■ **Short exercise**
Can you reproduce every one of the records below, character for character and line for line?

-------------------------

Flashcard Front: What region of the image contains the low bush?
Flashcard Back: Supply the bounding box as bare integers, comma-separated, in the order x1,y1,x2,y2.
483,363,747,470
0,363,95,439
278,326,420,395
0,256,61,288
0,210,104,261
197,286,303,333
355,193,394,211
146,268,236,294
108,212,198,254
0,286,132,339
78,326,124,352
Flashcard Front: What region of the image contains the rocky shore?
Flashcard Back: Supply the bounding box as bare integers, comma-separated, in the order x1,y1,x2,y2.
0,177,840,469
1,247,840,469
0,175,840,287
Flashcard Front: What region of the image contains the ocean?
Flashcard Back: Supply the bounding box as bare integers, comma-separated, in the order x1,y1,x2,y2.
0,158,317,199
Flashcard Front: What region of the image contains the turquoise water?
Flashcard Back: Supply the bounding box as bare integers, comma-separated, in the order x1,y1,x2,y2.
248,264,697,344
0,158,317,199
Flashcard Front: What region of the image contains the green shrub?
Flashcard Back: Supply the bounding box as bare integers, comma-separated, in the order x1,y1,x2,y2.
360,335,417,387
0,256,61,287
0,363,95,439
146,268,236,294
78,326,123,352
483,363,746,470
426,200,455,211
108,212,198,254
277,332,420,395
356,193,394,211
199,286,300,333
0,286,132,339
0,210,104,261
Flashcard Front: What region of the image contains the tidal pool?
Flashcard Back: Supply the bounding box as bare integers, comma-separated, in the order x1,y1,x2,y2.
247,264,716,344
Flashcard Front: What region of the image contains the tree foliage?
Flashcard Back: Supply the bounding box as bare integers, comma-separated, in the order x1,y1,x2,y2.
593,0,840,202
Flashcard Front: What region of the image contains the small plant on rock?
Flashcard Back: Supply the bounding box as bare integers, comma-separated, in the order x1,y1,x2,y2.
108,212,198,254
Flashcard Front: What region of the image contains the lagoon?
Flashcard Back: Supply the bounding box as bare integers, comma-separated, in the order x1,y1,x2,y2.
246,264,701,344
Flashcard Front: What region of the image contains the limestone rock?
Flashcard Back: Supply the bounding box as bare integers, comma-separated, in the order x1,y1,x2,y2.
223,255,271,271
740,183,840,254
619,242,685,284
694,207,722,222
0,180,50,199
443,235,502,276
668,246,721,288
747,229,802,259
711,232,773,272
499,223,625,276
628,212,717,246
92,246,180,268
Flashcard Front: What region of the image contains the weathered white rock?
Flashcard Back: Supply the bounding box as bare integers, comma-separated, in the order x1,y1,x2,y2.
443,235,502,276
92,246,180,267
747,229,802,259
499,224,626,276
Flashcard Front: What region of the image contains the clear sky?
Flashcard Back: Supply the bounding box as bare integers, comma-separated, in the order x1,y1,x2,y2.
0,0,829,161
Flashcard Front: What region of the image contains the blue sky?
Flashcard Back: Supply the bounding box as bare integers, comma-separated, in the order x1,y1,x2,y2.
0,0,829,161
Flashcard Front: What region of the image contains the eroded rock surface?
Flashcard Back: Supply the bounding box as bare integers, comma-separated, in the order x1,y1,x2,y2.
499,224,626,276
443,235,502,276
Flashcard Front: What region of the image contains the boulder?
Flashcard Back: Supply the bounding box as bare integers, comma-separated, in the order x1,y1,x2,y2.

-------------------------

■ **The solution**
Flashcard Front: What region of the image contains the low bush?
Flashcard Back: Supply the bounding box as bare integers, comma-separated, in the order x1,y1,x2,y2.
483,363,747,470
0,363,95,439
278,326,420,395
0,256,61,288
0,210,104,261
197,286,303,333
355,193,394,211
146,268,236,294
108,212,198,254
0,286,132,339
78,326,124,352
Flashcard Front: What region of the image contains the rocky shore?
Flashcard Back: Supply the bounding box as bare integers, comma-separated, in the order x1,y1,x2,y2.
0,177,840,469
1,247,840,469
0,175,840,287
Flashcard Front: What region of the image contains the ocean?
Flashcard Back: Supply the bounding box as bare integers, comma-separated, in the order x1,y1,x2,y2.
0,158,317,199
Flashcard Front: What region of the image contains the turquoise water?
Flashcard Back: Supply the bounding box as bare integers, comma-separated, in the order x1,y1,x2,y2.
248,264,697,344
0,158,317,199
Flashcard Front: What region of the image contains the green shrub?
Flashcard Back: Supply the bounding box as bare integers, comma-separated, in the order x1,y1,x2,y2.
360,335,417,387
0,256,61,287
0,363,95,439
146,268,236,294
78,326,123,352
483,363,746,470
426,200,455,211
108,212,198,254
277,332,420,395
356,193,394,211
199,286,300,333
0,286,132,339
0,210,104,261
Flashcard Front: What region of the image contains the tidal pool?
Flashcard Back: Supply the bounding box as bare integers, comma-separated, in the order x1,y1,x2,y2.
247,264,716,344
Flashcard Front: What region of the image contains the tree foliage?
Flashcard Back: Supply the bounding box as bare integers, comma-separated, in the order x1,y1,x2,y2.
593,0,840,202
Flashcard Front: What region of the image contains the small plant on rock?
Flashcard Back: Supply the bounding box as bare integers, comma-separated, in the order x1,y1,x2,y2.
108,212,198,254
Flashcard Front: What region of the image contains the lagoon?
Flashcard Back: Supply the bounding box as bare integers, comma-separated, in the order x1,y1,x2,y2.
246,264,701,344
Flashcard Front: What region of the image contains the limestone rock?
Flashcard Back: Supply the bounding box as bare integers, comma-separated, in the order x1,y1,x2,y2.
223,255,271,271
740,183,840,254
619,242,685,284
694,207,722,222
0,180,50,199
443,235,502,276
668,246,721,288
747,229,802,259
711,232,773,272
499,223,625,276
628,212,717,246
92,246,180,268
Flashcard Front: What region of the image contains the weathered white rock?
Flashcard Back: Supply the bounding box as bare integers, comma-separated, in the order x1,y1,x2,y2.
443,235,502,276
92,246,180,267
747,229,802,259
499,224,626,276
Flashcard Front: What region of the image contains the clear sky?
Flashcard Back: Supply the bounding box as bare integers, comma-separated, in the order x1,y1,x2,y2.
0,0,829,161
Flashcard Front: What region of the image contains the blue sky?
Flashcard Back: Supply the bounding box as bare integers, comma-separated, in the order x1,y1,x2,y2.
0,0,829,161
Flashcard Front: What region of the image contains the eroded rock surface?
Flashcard Back: Supply the bounding box as bare integers, comma-separated, in the order x1,y1,x2,y2.
499,224,626,276
443,235,502,276
Flashcard Front: What region of the image contains the boulder?
Flashcard Back: Supply the bounding box as bare integers, comma-separated, in the order x1,y1,x2,y2.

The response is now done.